§ **Document**:
Tuesday 27 December 2011

Highlights and Lowlights - looking back on an amazing journey

The trip ran away with me in the end.  We reached Goa - former hippy colony in the 70s, former Portuguese colony much earlier.  It was the end of a long road across India and back not to mention Nepal and Bhutan.  It was, as I had been warned, a different Goa to the one I had read about.  Russians and "their nieces" (all very good looking, funnily enough . . . ).  I have met many Russians in my time and they were all perfectly nice - but this brand was loud, and brash, and brandishing tattoos.  Hmmm.

Concluding our group trip, we escaped to southern Goa for a few days pampering in a property recommended by a friend of a friend.  Wonderful. A beautiful beach nearby provided perfect R&R (including a 25 mile stretch for running - no, I did not do a marathon but a long run proved very relaxing).

Back in Ireland now and I have been reflecting on how people inquire about the break. Responding to the entreaty "DO, tell all about your holiday" usually commands the attention (even with the most engaging storytelling) for, at most, 2 minutes. (Might start a separate blog to explore the implications of that!)

Anyway, in less than 2 minutes, the highs and lows:

Highs 
- meeting the Boss after 7 weeks' away
- the Taj (just unbeatable)
- Sister Cyril in Loreto Sealdah
- Himalayas (breathtaking)
- the food (especially the cookery course, Bhutanese chilies and so much more)
- the people (especially the cheerfulness of the kids - even in the worst of circumstances)
- the variety (weather, food, activities, monuments, religions, people, transportation, stories. . . )
- the hope (and real change) brought by NGOs to so many

Lows
- the poverty (especially the lack of any chance of any education for so many)
- corruption at all levels
- rubbish and dirt - everywhere
- Indian trains (sorry! great system but grisly conditions)
- roads
- the scarcity of Indian Tonic for that most wonderful of sundowners a Gin and Tonic. . .

If you are in any doubt about trying India, just do it! You won't regret the great adventure that is India.

Friday 2 December 2011

More train journeys. . .

I don't travel enough by train. That was the unlikely conclusion I reached after a 14 hour trip from Mumbai to Goa. Not because it was luxurious - far from it. No, it was because of a conversation with a remarkable lady.

(For those who read 'Menagerie Express', the story of the 20 hour trip to Kolkata, this is a Pauline conversion. . . )

We boarded from a busy, 30 degree plus, platform at 9.45pm and claimed our berths in the 'air conditioned' coach. The pungent odour of disinfectant was suffocating. I consoled myself that the odour it displaced was probably worse.

§ **Stored data**:
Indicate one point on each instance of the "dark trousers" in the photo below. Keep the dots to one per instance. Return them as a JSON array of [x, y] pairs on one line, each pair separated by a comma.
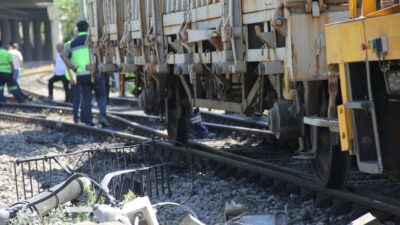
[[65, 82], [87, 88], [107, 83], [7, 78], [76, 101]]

§ **Requests**:
a. Answer these questions from the India travel blog:
(i) How long was the train trip from Mumbai to Goa?
(ii) Where did the writer go for a few days of pampering after the group trip ended?
(iii) At most, how long does the entreaty "DO, tell all about your holiday" usually hold attention?
b. Reproduce the stretch of the India travel blog from "If you are in" through "journeys. . .".
c. Carry on writing the India travel blog, picking up after its final sentence.

§ **Solved tasks**:
a.
(i) 14 hours
(ii) Southern Goa
(iii) 2 minutes

b.
If you are in any doubt about trying India, just do it! You won't regret the great adventure that is India.

Friday 2 December 2011

More train journeys. . .

c.
Lying on the upper bunk bed, I realised that the air conditioning was to operate only while the train was moving. In the meantime, a small fan provided scant relief from the oppressive heat. Oh well, only an hour and a quarter to go. In no time, the coach took on an uncanny resemblance of a sauna.

No reason, so far, ever to want to do this again.

At the appointed hour, the train jerked into life and began the long, twelve hour journey to Goa (well, that was the promise). A blast of cold air burst forth from the ventilation panel. I wanted to kiss it. Soon, though, I was crawling under the flimsy blanket trying to avoid the relentless icy blast. Why does India insist so vehemently on such contrasts?

Carefully enclosed in my blanket, the gentle rocking of the train and a relaxation exercise quickly released me into the arms of Morpheus.

I awoke around 5am and contemplated my options. Jump down from the top bunk, don my sandals and confidently seek out the loo - or clench my face (and more besides) and hope for a second date with Morpheus Man.

Morpheus had done a runner.

The less said about the trip the better. That, also, is what India is about.

I settled back into the bunk and dozed fitfully for the next couple of hours. Around 8am I conducted a furtive reccy, scanning the passengers who had taken residence below us. An Indian couple, in their 60s, I estimated. She detected my surveillance - "Would you like to sit down here?" she said, beckoning to the lower level. I demurred as politely as I could.

After an hour or so, I clambered down from the upper bunk and smiled the awkward smile of introduction. She was delightful. I got her life story in jig-time, in that wonderfully educated-Indian, English accent. Late sixties, widowed, two children (one in New York, one in Toronto), late husband a senior government official, herself now a dyed in the wool traveller, after suffering a stroke a few years earlier (husband and mother having died within a week of each other). Ah, stern stuff here - no doubt about it.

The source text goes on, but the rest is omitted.